> Request:
Repeat every line of the records below word for word, in the same order.

Point annotation records
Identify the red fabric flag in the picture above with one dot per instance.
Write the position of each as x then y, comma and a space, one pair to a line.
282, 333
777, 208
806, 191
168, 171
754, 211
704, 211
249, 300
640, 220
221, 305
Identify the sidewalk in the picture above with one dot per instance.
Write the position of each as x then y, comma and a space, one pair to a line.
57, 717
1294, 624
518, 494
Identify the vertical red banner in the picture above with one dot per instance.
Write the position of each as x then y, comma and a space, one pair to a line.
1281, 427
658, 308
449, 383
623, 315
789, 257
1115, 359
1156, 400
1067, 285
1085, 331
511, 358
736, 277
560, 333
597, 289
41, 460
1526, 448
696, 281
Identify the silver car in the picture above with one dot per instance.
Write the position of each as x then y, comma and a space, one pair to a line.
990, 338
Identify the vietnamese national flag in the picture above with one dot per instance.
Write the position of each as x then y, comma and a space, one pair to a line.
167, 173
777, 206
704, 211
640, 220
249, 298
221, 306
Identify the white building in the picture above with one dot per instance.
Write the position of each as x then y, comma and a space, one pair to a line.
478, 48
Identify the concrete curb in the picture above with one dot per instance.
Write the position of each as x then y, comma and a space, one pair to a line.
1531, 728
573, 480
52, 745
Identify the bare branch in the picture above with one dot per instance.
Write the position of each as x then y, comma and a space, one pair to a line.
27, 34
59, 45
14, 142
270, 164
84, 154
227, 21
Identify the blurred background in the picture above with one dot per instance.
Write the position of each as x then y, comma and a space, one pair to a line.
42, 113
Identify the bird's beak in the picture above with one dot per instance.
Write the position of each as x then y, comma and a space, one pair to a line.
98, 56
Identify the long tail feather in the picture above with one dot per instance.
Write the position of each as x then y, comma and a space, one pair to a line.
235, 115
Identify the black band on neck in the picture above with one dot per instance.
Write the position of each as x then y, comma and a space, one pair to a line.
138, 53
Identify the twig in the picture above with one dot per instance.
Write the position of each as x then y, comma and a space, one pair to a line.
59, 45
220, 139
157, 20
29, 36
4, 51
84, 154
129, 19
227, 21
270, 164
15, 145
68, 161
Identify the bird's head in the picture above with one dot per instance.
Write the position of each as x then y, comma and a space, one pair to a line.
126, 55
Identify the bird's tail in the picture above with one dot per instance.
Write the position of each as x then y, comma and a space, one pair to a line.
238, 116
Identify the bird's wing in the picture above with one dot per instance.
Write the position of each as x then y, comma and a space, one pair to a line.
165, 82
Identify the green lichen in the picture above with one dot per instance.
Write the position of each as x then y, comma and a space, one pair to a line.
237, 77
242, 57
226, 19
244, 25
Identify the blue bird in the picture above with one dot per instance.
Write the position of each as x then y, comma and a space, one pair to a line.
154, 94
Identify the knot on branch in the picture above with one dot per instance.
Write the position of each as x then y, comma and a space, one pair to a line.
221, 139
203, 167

> Solution:
Identify the red fabric flag in the picture above with one dot per instance.
Write the position of each as x then y, comma and a space, one pair to a line.
282, 333
777, 208
806, 191
168, 171
754, 211
704, 211
249, 300
640, 220
221, 305
Identify the sidewalk in the picture above with one dot per instance.
Write the position of each as x then y, comma and a space, one pair to a line.
57, 717
1294, 624
518, 494
Identify the vertical red banner in the picture above with one dot per instance.
Write the position of each as x then y, comma and a space, one pair to a line.
1281, 427
658, 308
449, 383
623, 315
789, 257
1115, 359
1156, 400
1067, 285
1085, 331
511, 358
736, 277
560, 333
597, 289
41, 460
1526, 448
696, 281
Identify the silver car in the picture above with one dot per instance.
Write the position of each as x then y, comma and a space, one pair to a line.
990, 338
Identify the vietnamese national flag in the picture above with one dot per instance.
Write the position of each as x then y, comma and a space, one pair to a line.
167, 173
777, 206
704, 211
640, 220
249, 298
221, 306
Identify the white building in the picture above with one dot per instance.
Write the position of each as x then y, comma and a space, one pair to a line.
478, 48
Identify the concrete curb in the picture above with one dot per instance.
Write the position of each as x then y, comma and a space, one pair to a line.
1531, 728
573, 480
52, 745
Identify the bare branch in the picture above with one dot per instance.
Write the position of each as x then y, comma and a space, one pair to a line.
27, 34
59, 45
14, 142
270, 164
84, 154
227, 21
Identify the blurred background in the picture above with one dot per instance.
Write the position of each as x then y, comma and a space, one pair to a line.
42, 113
Identify the bird's beak in the picture above with one dot per instance.
Write the position of each as x then y, comma and a space, one pair to a line.
98, 56
Identify the long tail feather in the picture above with one dot per instance.
Write the position of each as x then y, comma and a space, one pair to a line.
235, 115
Identify the black band on neck in the picture above with one dot per instance.
Write the position of each as x then y, comma and a space, one pair to a line.
138, 53
Identify the twig in the picture above with one dot per instance.
Write the position of each as x then y, comma and a space, one pair to a line.
59, 45
220, 139
157, 20
29, 36
4, 51
84, 154
129, 19
227, 21
270, 164
15, 145
68, 161
Identify the bird's head in the picture above with one dot per instance.
Write the position of each as x then y, comma and a space, one pair to a line.
126, 55
Identify the bird's tail in the picture above with one dot per instance.
Write the position of each as x then y, comma and a space, one pair to a line.
238, 116
Identify the bird's wing in the picture above with one dot per instance.
Write the position of each as x then y, comma and a space, one pair to a line.
165, 82
Identify the green lichen in the picture above with one dot per instance.
Write the position of each as x then y, comma and a space, one pair to a line.
237, 77
242, 57
226, 19
244, 25
Identify the blue bird in the picture above with one dot per instance.
Write the position of each as x then y, comma and a space, one pair to a line.
154, 94
Identify the knot on branch in the picture above with one dot per instance.
Write the position of each as x then y, comma and a space, one pair to a line.
221, 139
203, 167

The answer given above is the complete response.